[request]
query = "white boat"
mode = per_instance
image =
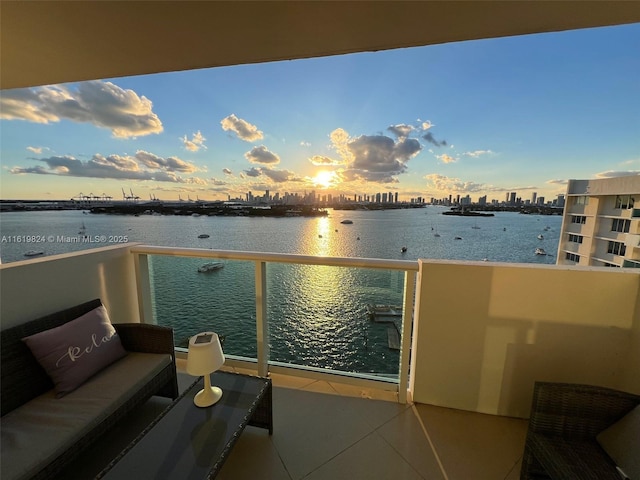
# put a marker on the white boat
(210, 267)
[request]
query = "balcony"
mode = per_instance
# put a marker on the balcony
(474, 338)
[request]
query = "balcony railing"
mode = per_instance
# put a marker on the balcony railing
(293, 312)
(479, 334)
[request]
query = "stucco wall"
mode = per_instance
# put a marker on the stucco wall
(486, 332)
(33, 288)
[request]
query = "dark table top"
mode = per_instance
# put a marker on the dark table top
(188, 442)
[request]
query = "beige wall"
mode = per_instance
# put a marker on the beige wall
(486, 332)
(33, 288)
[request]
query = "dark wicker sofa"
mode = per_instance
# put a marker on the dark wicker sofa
(565, 420)
(102, 400)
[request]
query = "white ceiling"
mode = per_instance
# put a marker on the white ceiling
(47, 42)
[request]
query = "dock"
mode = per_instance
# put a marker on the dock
(393, 337)
(384, 313)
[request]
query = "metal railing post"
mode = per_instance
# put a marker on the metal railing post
(407, 324)
(262, 325)
(143, 282)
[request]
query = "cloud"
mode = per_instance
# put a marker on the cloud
(450, 184)
(243, 129)
(100, 103)
(374, 158)
(401, 131)
(443, 183)
(477, 153)
(444, 158)
(172, 164)
(280, 176)
(196, 142)
(142, 166)
(320, 160)
(262, 155)
(612, 173)
(431, 139)
(253, 172)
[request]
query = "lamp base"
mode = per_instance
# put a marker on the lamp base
(207, 396)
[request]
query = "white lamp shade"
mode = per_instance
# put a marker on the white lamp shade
(205, 354)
----------------
▸ **Work to do**
Copy out each line word for word, please, skipping the images.

▸ **Exercise answer**
[request]
query = "white boat"
mode = per_instance
image =
# put a marker on the white boat
(210, 267)
[request]
query = "balcony"
mode = per_instance
# put a marker on the balcony
(474, 338)
[request]
query = "balcony railing"
mode = per_instance
# put a marker on the balcony railing
(293, 312)
(479, 334)
[request]
query = "stucco wall"
mode = per_instance
# put a marker on the stucco wall
(486, 332)
(33, 288)
[request]
query = "dark table top"
mode = per_instance
# put a marker on the dark table top
(188, 442)
[request]
query = "beige wall"
mode = per_instance
# put a marker on the beige wall
(486, 332)
(33, 288)
[request]
query = "dark wicker sofa"
mode = per_instance
# put a marker on the dark wicker sofa
(565, 420)
(102, 400)
[request]
query = "white ceiling"
mode = per_instance
# put a marker on the white ceiling
(47, 42)
[request]
query = "dock"
mode = per_instance
# put a marker on the dock
(393, 337)
(384, 313)
[request]
query = "metal railing post"
mode = per_instance
# put a marker on the metal railing post
(407, 324)
(262, 325)
(143, 282)
[request]
query = "cloud"
mode = per_instance
# put a marker on the cloud
(450, 184)
(243, 129)
(100, 103)
(374, 158)
(401, 131)
(443, 183)
(477, 153)
(444, 158)
(172, 164)
(280, 176)
(196, 142)
(142, 166)
(320, 160)
(262, 155)
(612, 173)
(431, 139)
(253, 172)
[request]
query = "lamp base"
mode = per_instance
# put a marker on the lamp base
(207, 396)
[request]
query = "white lamp shade"
mode = per_instance
# put a marker on the white lamp shade
(205, 354)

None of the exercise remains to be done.